List every line of the records below that contains the word "power", copying each line in full.

(Items listed in a dataset)

"""

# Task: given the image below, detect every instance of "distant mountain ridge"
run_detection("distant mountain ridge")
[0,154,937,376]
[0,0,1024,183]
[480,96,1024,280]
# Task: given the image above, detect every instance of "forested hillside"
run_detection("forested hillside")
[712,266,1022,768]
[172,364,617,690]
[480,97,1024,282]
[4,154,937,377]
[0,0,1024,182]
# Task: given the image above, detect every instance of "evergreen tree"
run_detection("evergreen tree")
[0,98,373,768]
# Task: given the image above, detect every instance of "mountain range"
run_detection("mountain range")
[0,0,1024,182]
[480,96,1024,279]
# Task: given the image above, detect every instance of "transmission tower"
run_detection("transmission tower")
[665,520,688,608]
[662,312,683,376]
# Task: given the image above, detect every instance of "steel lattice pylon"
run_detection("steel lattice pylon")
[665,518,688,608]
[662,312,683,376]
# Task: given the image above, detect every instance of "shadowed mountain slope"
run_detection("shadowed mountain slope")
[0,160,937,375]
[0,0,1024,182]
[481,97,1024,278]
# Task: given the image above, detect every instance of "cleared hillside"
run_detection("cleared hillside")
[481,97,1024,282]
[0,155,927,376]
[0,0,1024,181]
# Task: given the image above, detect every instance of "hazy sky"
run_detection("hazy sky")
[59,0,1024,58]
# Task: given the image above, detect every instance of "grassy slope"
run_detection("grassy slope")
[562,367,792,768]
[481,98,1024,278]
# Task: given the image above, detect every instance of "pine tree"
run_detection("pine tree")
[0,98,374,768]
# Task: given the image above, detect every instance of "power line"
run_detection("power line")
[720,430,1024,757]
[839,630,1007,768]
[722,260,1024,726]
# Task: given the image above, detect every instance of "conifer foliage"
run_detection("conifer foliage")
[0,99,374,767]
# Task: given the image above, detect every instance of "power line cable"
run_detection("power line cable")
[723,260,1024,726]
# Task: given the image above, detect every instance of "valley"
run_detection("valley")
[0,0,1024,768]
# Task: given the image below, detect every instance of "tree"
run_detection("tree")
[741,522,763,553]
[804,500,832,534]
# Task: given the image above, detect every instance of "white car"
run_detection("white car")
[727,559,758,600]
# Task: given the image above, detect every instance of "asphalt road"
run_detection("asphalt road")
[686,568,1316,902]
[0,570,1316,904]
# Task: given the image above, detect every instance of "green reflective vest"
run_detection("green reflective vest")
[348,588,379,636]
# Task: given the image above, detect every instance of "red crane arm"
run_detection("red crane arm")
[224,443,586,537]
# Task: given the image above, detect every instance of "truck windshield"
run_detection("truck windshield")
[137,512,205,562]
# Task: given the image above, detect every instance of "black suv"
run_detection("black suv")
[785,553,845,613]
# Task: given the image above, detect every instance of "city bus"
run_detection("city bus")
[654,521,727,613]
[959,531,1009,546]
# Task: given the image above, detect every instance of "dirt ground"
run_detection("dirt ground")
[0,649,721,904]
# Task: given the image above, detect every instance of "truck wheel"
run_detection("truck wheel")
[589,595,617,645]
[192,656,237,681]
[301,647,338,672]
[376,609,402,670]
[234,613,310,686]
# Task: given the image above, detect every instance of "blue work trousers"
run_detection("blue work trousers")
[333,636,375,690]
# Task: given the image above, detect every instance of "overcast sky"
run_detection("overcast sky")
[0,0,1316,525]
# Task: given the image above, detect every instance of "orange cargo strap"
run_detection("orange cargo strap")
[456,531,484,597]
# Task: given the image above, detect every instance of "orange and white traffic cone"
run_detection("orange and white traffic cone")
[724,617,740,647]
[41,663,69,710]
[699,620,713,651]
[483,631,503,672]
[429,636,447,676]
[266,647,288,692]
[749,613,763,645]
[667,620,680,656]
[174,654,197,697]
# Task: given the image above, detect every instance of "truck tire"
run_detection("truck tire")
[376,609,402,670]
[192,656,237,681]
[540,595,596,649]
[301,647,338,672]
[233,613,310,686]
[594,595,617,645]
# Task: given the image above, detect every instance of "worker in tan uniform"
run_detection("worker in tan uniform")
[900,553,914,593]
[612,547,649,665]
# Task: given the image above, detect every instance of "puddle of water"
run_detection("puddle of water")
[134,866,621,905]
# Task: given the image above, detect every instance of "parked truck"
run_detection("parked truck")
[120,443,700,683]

"""
"""

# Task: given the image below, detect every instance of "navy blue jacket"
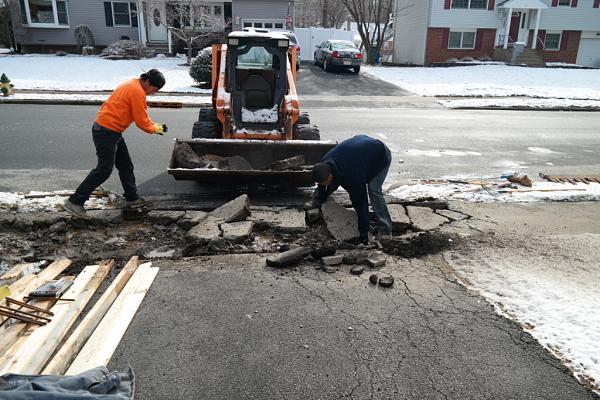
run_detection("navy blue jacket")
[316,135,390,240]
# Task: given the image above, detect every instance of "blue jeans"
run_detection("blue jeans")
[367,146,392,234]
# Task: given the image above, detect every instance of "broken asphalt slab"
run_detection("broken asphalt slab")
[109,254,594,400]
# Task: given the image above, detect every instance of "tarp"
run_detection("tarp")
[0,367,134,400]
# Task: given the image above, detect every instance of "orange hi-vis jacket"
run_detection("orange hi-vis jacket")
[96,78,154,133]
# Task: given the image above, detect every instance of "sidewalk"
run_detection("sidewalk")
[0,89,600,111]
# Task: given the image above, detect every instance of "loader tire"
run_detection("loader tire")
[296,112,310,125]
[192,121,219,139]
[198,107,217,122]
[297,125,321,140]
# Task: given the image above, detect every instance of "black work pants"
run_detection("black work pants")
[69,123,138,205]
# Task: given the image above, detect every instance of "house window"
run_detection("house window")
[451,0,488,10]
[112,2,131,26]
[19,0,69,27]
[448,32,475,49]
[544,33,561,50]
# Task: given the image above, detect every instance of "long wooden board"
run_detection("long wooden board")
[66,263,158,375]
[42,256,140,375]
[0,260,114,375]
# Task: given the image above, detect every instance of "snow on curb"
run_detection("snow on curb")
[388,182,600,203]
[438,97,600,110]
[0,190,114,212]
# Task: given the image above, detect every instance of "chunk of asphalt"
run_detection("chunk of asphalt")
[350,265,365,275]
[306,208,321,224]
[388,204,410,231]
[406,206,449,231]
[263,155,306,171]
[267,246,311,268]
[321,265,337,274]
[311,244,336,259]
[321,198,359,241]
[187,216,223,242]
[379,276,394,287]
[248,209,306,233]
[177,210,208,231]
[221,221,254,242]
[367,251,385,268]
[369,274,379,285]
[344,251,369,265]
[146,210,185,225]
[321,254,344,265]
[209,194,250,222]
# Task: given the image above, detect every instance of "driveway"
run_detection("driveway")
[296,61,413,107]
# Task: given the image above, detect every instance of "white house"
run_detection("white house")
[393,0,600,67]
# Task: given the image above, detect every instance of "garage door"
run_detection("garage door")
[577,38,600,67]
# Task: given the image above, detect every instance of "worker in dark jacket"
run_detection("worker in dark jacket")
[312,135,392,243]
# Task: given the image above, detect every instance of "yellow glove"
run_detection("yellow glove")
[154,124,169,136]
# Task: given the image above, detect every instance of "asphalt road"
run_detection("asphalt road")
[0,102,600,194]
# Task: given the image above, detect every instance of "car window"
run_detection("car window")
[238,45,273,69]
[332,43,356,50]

"""

■ ANSWER:
# Task: given the image above, detect every instance of "power line"
run_detection("power line")
# Task: given the image above, detect every instance of "power line cable"
run_detection("power line cable")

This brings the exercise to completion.